About this exercise
Return the text of each of the following rows exactly as it appears, omitting the pictures.

Input data
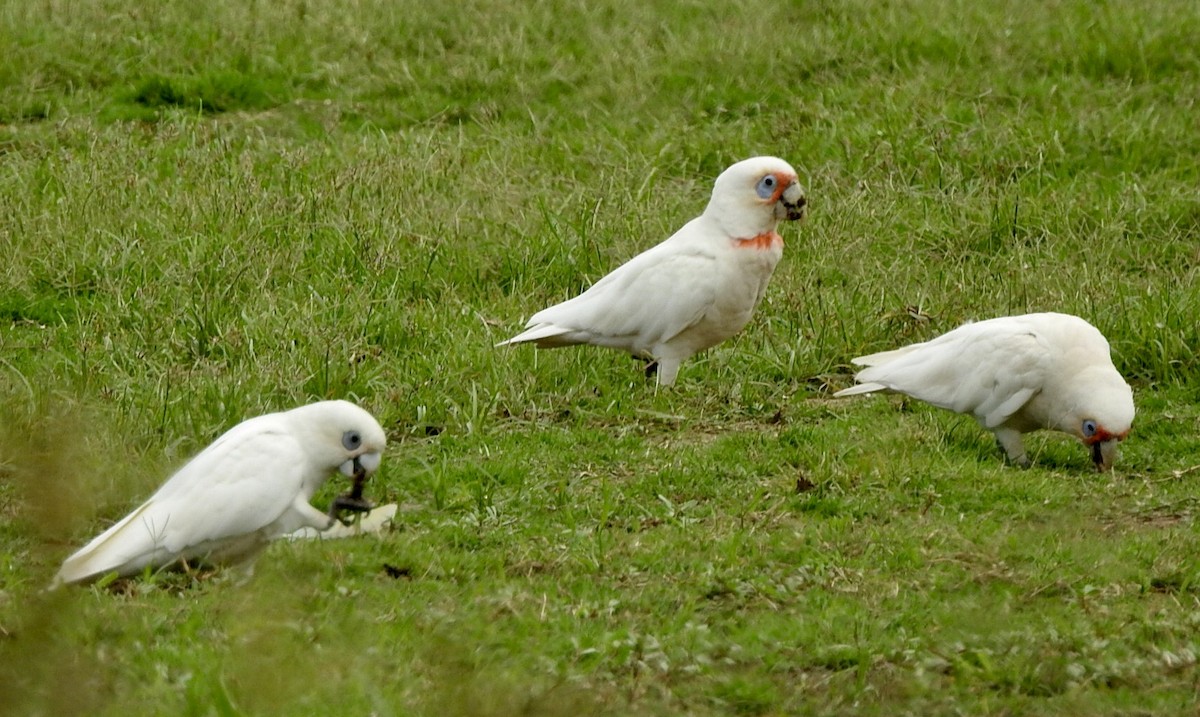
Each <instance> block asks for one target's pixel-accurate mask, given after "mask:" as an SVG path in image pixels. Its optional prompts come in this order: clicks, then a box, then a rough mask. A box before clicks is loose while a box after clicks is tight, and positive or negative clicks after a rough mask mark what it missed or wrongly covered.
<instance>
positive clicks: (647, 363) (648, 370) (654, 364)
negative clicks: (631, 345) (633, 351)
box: [634, 354, 659, 379]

Result
Each <instance> block asks for one target's pixel-accurate mask, given after "mask:" as an SVG path in image pixels. Its optional prompts come in this order: clicks, then a box, then a rough mask. A box before clicks is loose while a box after clicks is tight, and positive or negative clicks after a rough mask mark what it missed or wrongly covered.
<instance>
positive clicks: (647, 363) (648, 370) (654, 364)
negative clicks: (631, 345) (633, 351)
box: [634, 354, 659, 379]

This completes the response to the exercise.